— BEGIN INFORMATION GIVEN —
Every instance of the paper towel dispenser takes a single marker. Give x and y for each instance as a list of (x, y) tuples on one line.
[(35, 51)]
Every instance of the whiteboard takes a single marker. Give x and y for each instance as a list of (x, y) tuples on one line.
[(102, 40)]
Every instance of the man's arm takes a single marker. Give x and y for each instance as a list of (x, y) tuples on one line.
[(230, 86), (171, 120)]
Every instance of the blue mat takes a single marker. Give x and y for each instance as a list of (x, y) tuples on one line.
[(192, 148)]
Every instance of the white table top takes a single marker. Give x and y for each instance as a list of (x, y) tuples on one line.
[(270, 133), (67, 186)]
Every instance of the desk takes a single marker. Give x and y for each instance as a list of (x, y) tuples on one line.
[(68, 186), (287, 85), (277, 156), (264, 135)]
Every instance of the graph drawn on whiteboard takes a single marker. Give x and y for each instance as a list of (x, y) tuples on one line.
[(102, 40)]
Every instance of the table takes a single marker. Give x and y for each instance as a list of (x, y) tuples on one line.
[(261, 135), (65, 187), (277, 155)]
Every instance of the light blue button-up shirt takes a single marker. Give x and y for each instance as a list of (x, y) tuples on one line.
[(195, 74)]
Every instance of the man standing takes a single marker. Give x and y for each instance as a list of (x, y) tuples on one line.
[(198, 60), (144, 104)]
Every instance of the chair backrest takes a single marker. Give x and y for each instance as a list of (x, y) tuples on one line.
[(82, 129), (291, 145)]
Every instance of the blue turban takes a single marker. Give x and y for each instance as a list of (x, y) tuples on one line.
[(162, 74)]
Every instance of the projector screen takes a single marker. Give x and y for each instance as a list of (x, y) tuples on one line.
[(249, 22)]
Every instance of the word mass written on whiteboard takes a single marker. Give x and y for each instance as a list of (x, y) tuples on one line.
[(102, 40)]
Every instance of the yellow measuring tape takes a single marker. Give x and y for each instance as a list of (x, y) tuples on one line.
— END INFORMATION GIVEN —
WHAT THIS TASK INVOLVES> Please rewrite all of the entries above, swapping "marker" for "point" and changing nothing else.

IN RESPONSE>
Every instance of the paper towel dispenser takes a single point. Give x and y for each instance as a list of (x, y) tuples on one line.
[(35, 51)]
Every instance of the whiteboard takes a single point. Give x and y for each instance as a list of (x, y) tuples on one line.
[(102, 40)]
Every instance of the man's arm takes a single point. Give x and y for each instance as a list of (x, y) tuples on one line.
[(230, 86), (171, 120)]
Every instance of the blue mat takes a single point. Give x and y for each instance as a list of (x, y) tuples on one line.
[(192, 148)]
Every instance of the white table top takes a single point. Give x and y for each instance as a list of (x, y) tuples on one line.
[(270, 133), (67, 186)]
Every instance of the desk takes a single point. Give x and y for each instance as a list of (x, y) tuples on one line.
[(68, 186), (287, 85), (277, 156), (264, 135)]
Every instance of the graph drawn on whiteboard takes a single point. Give x and y for each instance as a list of (x, y) tuples on one line.
[(102, 40)]
Every instance of the table takes a single point. Give x and y for each instance as a list of (x, y) tuples on one line.
[(261, 135), (65, 187), (277, 155)]
Every instance of the light blue button-up shirt takes a single point. Give x and y for each instance as a list of (x, y) tuples on one line.
[(195, 74)]
Every instance of the man standing takes a single point. Give x and y for each instance as a list of (x, y) tuples on one line.
[(198, 60), (144, 104)]
Every instance of the chair backrest takes a single point. Give x and y for each instance as a list of (x, y) tuples on one line.
[(82, 129), (291, 145)]
Every instance of the blue turban takes a single point. Give x and y for each instance as a list of (x, y) tuples on one line.
[(162, 74)]
Every instance of the projector screen takes a single point. Give x and y for each instance as a list of (x, y) tuples on one line.
[(249, 22)]
Every instance of the word mass written on whiteboard takes a single point. Give x and y for each instance as a list of (x, y) tuples on one line.
[(102, 40)]
Every instance of the yellow measuring tape takes a single point. Give x and y for each instance as a list of (x, y) tuples on one line.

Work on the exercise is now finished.